◆ RECORDED INFORMATION
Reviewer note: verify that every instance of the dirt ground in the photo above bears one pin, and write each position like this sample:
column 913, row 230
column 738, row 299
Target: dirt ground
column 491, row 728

◆ ACTIVITY
Word for word, write out each of the records shown above.

◆ SOLUTION
Reviewer note: verify that every instance of the dirt ground in the photo above bears one pin, and write each position like this sample:
column 913, row 230
column 738, row 299
Target: dirt ground
column 491, row 728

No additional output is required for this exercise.